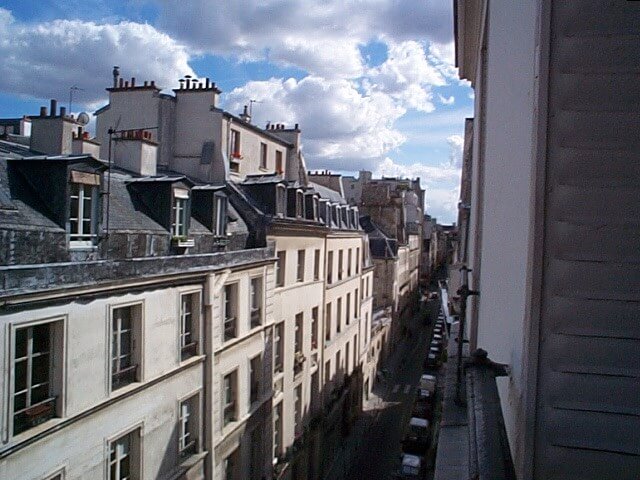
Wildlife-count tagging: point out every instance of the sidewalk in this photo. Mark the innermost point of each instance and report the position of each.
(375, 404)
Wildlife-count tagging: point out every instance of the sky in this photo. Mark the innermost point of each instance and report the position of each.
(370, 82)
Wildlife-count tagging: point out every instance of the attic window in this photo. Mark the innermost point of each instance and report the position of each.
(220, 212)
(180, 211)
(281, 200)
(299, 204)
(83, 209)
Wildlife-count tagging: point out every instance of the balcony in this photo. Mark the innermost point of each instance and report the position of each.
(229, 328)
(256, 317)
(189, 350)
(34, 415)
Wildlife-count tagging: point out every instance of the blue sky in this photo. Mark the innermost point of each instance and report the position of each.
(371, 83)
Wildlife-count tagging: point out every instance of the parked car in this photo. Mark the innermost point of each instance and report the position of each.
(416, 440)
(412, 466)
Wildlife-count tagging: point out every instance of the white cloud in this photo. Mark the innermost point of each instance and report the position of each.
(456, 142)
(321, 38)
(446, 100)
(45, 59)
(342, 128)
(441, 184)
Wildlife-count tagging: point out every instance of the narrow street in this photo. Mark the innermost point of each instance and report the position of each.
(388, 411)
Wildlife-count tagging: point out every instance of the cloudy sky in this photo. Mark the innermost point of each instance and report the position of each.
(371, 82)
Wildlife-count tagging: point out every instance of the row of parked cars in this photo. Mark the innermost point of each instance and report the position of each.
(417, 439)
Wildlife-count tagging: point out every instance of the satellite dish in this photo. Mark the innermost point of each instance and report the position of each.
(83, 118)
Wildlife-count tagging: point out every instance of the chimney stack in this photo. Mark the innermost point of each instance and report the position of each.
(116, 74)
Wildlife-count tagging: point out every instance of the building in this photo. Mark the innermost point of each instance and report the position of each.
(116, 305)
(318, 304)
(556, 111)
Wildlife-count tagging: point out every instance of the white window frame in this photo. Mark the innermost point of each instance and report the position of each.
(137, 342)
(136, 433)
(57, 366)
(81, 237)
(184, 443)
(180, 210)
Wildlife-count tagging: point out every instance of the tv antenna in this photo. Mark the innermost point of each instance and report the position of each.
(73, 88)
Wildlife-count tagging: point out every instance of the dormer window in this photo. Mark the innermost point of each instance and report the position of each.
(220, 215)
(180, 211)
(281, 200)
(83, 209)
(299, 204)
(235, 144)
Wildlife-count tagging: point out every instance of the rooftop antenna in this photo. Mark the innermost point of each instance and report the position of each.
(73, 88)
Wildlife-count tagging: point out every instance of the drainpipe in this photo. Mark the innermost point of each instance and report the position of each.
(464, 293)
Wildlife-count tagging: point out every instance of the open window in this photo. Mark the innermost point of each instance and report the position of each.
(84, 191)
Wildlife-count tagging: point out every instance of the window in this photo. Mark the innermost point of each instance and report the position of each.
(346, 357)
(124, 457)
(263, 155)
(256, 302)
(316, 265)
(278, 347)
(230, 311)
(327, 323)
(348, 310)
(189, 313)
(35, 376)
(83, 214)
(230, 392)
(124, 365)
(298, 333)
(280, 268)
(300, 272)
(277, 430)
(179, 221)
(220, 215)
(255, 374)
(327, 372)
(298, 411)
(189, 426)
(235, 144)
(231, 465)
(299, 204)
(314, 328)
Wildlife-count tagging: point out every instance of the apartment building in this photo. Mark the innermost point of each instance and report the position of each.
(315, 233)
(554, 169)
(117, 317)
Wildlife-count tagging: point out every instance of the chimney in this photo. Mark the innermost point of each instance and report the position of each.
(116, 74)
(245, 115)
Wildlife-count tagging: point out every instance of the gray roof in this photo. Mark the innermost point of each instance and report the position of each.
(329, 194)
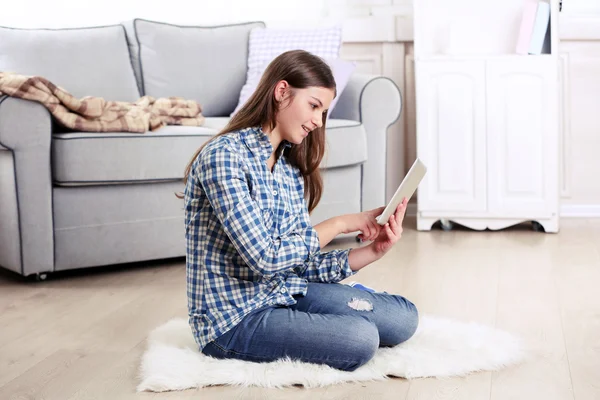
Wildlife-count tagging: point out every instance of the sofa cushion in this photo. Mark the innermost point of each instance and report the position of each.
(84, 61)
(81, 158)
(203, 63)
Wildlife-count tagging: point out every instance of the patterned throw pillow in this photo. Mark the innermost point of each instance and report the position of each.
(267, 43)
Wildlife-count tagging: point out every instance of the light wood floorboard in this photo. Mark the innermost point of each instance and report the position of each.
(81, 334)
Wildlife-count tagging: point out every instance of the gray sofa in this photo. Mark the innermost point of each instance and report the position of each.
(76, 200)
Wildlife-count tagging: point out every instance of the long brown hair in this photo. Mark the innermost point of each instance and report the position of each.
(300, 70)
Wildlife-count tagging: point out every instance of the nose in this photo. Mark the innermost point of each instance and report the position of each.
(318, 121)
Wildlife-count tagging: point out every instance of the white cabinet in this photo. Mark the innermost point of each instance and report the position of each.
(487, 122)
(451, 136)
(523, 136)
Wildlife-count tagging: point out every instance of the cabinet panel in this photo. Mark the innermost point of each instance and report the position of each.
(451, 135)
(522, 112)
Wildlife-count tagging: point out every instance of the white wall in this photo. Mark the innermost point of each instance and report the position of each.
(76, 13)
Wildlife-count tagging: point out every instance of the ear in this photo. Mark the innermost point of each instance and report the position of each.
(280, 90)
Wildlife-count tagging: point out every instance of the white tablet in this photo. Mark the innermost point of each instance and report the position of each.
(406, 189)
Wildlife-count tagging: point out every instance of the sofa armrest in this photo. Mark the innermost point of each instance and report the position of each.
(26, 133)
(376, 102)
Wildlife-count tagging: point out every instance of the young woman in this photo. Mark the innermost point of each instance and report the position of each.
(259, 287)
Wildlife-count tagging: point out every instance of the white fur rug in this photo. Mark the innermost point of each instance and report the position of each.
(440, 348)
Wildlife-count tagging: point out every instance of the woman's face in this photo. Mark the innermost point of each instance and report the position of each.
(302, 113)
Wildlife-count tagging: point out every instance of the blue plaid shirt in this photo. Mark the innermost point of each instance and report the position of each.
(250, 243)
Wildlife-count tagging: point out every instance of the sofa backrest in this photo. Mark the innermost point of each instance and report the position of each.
---
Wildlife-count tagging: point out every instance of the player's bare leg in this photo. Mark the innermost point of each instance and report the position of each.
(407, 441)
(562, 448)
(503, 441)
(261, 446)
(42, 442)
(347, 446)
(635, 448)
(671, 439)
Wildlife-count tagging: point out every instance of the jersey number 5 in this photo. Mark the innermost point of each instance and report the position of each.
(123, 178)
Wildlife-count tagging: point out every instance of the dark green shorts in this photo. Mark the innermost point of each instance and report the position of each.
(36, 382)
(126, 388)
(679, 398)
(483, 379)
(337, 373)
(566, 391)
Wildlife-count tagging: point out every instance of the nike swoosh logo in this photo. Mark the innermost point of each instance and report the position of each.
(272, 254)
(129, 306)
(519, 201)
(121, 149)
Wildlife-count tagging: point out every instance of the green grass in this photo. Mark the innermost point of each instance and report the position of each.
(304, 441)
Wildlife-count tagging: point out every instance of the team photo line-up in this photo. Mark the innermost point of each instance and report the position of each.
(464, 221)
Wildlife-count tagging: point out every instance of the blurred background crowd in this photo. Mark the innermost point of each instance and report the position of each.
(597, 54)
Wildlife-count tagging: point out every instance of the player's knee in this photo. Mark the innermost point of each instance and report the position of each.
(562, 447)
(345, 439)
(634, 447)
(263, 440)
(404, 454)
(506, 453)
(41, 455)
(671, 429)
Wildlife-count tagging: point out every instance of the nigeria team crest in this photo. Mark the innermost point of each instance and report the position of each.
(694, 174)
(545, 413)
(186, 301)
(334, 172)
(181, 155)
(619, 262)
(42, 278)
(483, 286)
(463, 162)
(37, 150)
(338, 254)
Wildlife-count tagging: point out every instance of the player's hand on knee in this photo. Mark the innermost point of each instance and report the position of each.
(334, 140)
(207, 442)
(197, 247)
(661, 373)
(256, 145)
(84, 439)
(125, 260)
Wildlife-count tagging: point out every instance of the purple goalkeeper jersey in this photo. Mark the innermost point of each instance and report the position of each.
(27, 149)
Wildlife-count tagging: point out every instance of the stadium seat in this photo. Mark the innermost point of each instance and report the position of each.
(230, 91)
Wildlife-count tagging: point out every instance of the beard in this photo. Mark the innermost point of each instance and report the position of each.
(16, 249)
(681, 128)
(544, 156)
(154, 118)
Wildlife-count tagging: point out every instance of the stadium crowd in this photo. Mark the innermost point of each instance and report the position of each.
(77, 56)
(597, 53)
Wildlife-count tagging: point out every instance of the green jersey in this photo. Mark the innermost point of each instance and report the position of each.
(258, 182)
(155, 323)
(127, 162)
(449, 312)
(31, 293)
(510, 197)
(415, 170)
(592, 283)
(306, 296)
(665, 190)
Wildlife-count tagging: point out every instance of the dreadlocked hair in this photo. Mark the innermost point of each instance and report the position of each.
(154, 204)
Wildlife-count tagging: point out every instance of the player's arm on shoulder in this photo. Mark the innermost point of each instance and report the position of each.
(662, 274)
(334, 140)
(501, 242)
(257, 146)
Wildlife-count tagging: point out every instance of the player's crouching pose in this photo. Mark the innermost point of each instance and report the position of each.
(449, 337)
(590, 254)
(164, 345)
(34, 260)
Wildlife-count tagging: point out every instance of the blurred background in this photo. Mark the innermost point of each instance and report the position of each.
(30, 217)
...
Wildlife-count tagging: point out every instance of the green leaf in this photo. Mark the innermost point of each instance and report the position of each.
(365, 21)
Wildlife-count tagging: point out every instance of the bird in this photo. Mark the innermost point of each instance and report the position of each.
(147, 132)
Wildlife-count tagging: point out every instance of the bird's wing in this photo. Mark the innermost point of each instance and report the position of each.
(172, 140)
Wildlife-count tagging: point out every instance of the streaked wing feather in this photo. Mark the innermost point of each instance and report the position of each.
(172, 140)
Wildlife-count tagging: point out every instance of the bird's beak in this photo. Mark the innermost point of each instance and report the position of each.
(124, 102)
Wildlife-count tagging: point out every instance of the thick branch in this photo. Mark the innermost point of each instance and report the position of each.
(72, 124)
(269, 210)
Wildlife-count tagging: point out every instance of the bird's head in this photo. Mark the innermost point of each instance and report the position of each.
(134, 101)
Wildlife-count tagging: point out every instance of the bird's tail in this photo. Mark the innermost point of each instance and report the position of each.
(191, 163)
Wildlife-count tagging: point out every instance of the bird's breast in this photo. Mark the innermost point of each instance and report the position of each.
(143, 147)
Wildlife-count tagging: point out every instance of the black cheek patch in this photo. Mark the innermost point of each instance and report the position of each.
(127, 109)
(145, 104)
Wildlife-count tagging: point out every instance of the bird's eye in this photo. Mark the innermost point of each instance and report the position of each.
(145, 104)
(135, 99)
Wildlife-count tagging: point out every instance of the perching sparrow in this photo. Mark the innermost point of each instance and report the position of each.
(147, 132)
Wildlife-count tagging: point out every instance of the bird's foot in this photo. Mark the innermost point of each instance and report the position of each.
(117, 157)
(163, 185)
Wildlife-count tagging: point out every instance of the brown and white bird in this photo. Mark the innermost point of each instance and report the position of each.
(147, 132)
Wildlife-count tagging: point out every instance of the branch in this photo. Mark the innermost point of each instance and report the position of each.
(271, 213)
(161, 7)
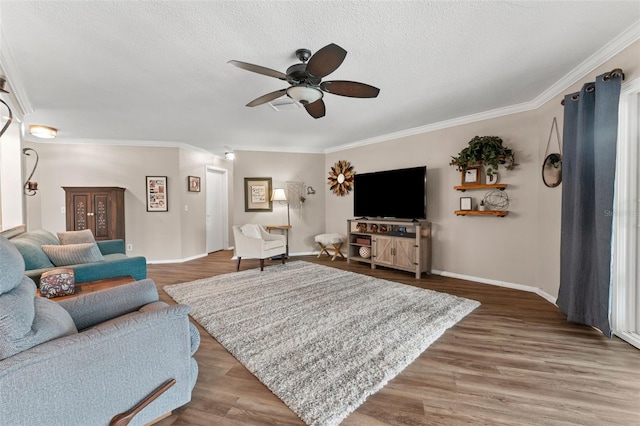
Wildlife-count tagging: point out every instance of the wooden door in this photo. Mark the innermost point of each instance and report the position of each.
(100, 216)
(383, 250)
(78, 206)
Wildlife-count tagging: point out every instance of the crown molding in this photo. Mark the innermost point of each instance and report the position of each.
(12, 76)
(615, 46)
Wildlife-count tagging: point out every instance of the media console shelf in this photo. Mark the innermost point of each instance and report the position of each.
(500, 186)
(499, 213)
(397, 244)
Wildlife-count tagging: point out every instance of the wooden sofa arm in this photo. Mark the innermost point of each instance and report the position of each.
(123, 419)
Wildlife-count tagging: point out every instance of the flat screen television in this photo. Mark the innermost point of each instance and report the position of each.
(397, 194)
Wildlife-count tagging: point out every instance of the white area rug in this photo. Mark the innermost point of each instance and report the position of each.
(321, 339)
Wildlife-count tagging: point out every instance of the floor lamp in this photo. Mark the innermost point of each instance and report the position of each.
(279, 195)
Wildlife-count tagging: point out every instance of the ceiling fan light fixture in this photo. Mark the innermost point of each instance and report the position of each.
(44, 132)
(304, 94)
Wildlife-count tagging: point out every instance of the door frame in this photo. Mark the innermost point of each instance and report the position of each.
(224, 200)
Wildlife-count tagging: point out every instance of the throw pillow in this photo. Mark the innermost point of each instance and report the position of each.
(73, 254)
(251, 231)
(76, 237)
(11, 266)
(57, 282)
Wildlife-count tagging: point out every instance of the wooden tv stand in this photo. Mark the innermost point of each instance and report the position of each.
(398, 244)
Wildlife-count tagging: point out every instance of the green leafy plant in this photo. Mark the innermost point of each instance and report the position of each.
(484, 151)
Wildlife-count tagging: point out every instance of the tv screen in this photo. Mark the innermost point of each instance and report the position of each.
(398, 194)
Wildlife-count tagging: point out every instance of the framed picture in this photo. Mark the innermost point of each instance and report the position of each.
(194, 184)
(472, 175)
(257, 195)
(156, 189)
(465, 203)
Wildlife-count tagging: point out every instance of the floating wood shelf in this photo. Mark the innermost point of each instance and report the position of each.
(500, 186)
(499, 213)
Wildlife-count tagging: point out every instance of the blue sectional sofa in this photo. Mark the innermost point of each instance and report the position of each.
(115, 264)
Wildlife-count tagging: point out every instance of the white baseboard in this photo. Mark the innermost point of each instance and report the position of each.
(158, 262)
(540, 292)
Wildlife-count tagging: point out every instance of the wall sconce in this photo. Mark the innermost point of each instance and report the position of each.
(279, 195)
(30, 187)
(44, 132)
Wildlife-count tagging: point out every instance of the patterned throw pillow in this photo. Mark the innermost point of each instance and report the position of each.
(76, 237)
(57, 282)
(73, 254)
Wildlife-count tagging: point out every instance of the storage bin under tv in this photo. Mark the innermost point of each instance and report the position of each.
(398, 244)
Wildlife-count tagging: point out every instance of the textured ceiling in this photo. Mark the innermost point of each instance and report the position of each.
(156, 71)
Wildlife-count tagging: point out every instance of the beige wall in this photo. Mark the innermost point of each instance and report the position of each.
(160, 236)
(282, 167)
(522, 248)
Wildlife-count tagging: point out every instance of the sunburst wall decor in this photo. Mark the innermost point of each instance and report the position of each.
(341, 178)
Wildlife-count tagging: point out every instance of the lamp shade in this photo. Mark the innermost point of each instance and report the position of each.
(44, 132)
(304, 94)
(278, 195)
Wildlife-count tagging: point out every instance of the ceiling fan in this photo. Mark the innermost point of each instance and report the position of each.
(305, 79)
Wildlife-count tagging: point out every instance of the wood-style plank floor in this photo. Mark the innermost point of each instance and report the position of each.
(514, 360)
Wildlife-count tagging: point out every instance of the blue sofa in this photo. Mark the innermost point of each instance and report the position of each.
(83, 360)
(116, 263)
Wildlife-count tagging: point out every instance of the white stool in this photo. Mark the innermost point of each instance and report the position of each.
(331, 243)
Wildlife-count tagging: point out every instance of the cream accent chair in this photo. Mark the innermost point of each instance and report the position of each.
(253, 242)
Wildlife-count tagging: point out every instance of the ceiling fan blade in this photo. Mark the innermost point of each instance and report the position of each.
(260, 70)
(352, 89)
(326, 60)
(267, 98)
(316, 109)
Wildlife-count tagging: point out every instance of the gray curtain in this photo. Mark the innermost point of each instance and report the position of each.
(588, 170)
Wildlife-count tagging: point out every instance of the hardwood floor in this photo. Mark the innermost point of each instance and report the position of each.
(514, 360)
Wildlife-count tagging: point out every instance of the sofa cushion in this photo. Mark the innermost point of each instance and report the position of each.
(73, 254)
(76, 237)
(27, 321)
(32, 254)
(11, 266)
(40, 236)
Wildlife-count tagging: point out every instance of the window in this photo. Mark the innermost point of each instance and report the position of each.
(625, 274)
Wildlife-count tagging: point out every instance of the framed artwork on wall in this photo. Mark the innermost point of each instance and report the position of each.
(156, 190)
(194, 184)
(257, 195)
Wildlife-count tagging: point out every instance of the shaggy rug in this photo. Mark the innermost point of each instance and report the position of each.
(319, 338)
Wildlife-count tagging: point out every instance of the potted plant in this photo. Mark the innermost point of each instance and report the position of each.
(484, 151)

## Task to carry out
Which lines above run from the one containing "the blue plaid" down to the one containing "the sofa backrest"? Repeat exactly those, both ends included, and nothing else.

## Solution for this task
Wildlife-count tagging: point out every instance of the blue plaid shirt in this photo. Mark the innermost point of each instance and report the position of each.
(250, 243)
Wildlife-count tagging: point out every instance of the sofa backrest in this photo. Mark the innermost point of each instance and report the position of each.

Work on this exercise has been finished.